--- Problem description ---
Can you continue the news report on the search for Brad Solomon III in Cozumel, picking up after its last sentence?

As the missing passenger, Brad Solomon III, remains missing in Cozumel, Mexico, a family member reports that authorities’ search and rescue efforts have turned into recovery efforts.

Solomon has been missing for nearly two weeks. Though authorities and civilians conducted several searches in Isla de la Pasión, they failed to find him.
Family members also flew in from the United States to help look for the 66-year-old Charleston, South Carolina resident. Adding urgency and complexity to their mission is Solomon’s frontotemporal dementia diagnosis, a neurodegenerative disorder that lists impulsivity, disorientation, and difficulty communicating as symptoms.
Solomon’s wife, Mimi Hyer Solomon, was with him before disappearing. According to her, the involvement of several government agencies initially posed challenges, but these were resolved after Mexico’s military forces headed the operation.
Though search efforts first focused on the city, the groups have moved on to the jungle. Last Friday, Daughter Savannah Miller hoped that Solomon could be under the care of local citizens occupying the jungle’s communal areas.

--- Information ---
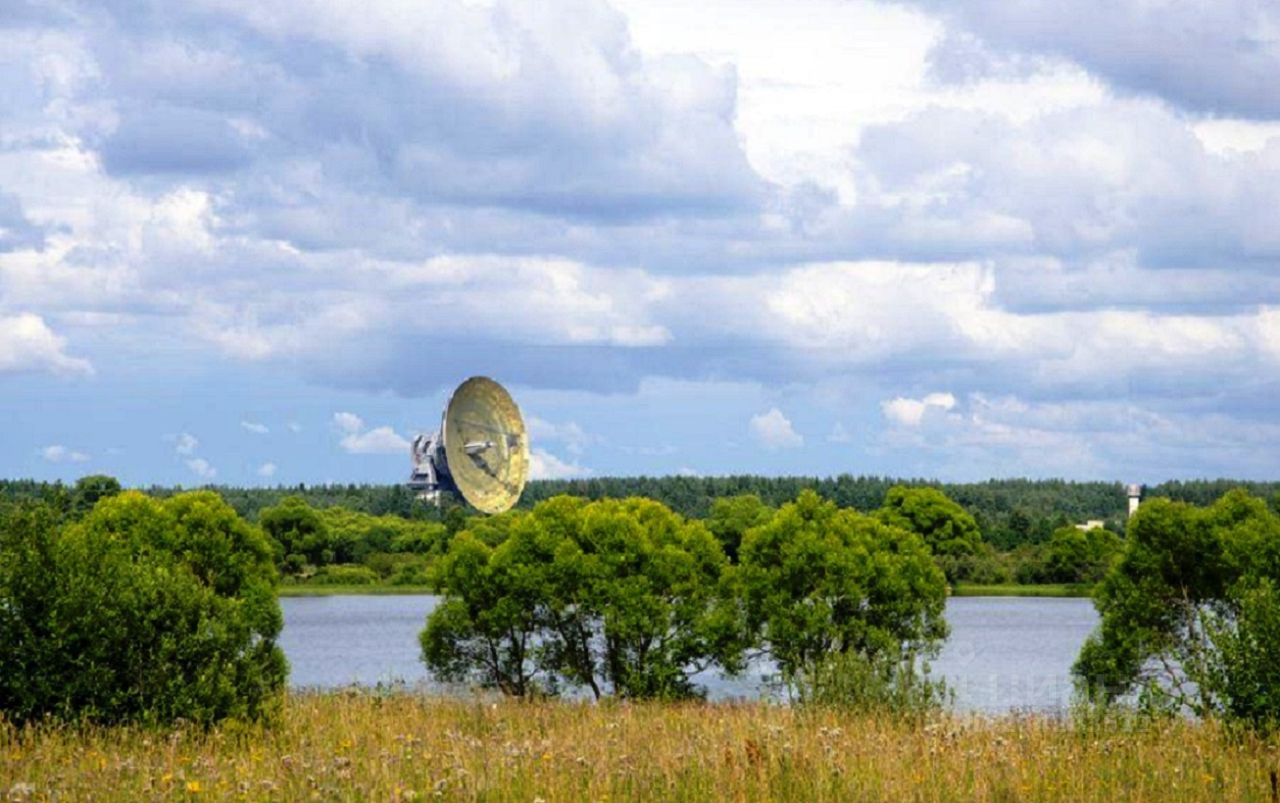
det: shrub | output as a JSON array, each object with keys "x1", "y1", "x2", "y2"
[
  {"x1": 307, "y1": 564, "x2": 380, "y2": 585},
  {"x1": 0, "y1": 492, "x2": 287, "y2": 724},
  {"x1": 794, "y1": 652, "x2": 954, "y2": 716},
  {"x1": 741, "y1": 491, "x2": 947, "y2": 695},
  {"x1": 421, "y1": 497, "x2": 742, "y2": 698},
  {"x1": 1074, "y1": 491, "x2": 1280, "y2": 729}
]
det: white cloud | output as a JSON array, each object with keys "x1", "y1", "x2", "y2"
[
  {"x1": 881, "y1": 393, "x2": 956, "y2": 426},
  {"x1": 827, "y1": 421, "x2": 854, "y2": 443},
  {"x1": 750, "y1": 407, "x2": 804, "y2": 448},
  {"x1": 529, "y1": 448, "x2": 591, "y2": 479},
  {"x1": 40, "y1": 443, "x2": 90, "y2": 462},
  {"x1": 0, "y1": 313, "x2": 93, "y2": 375},
  {"x1": 333, "y1": 412, "x2": 365, "y2": 433},
  {"x1": 339, "y1": 426, "x2": 408, "y2": 455},
  {"x1": 525, "y1": 415, "x2": 591, "y2": 455},
  {"x1": 333, "y1": 412, "x2": 408, "y2": 455},
  {"x1": 186, "y1": 457, "x2": 218, "y2": 480}
]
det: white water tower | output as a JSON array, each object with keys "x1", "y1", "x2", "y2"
[{"x1": 1128, "y1": 483, "x2": 1142, "y2": 516}]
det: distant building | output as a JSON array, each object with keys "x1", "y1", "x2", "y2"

--- Response area ---
On April 14, Solomon’s cousin, Martha Warren, confirmed what many feared—that Brad may no longer be alive. “…a full search continues with officials and volunteers, the focus, however is shifting,” she wrote on Facebook yesterday. |
Warren elaborated, “Our love for Brad is true as evidenced by the work of so many family members on the ground in Cozumel, we have so been hoping and wanting to find Brad alive. But now we must face the nearly insurmountable evidence to the contrary,”
Solomon’s family members also noted that the AirTag he had with him seems to have stopped working.
His daughter, Savannah Miller, shared a plausible chain of events using information the family has. According to the account she shared with a Charleston-based publication, the couple debarked from Icon of the Seas. It temporarily parted to use the bathroom near the Cozumel cruise terminal. When Solomon came out first and didn’t see his wife, he left to look for her. His wife soon realized that Solomon was missing and raised the alarm.
Some of their family stayed on the cruise ship while Solomon’s wife rode in a security guard’s car to comb the streets. Miller said they didn’t catch him because he walked quickly when anxious.
The family has set up a GoFundMe to help relieve the financial burden of travel expenses and recovery.
As the hope of finding Solomon alive dwindles, the family continues to hope for the best despite the odds. In one of Miller’s posts, she wrote, “Our family is incomplete without all 3 of us. We will find him and bring him home.”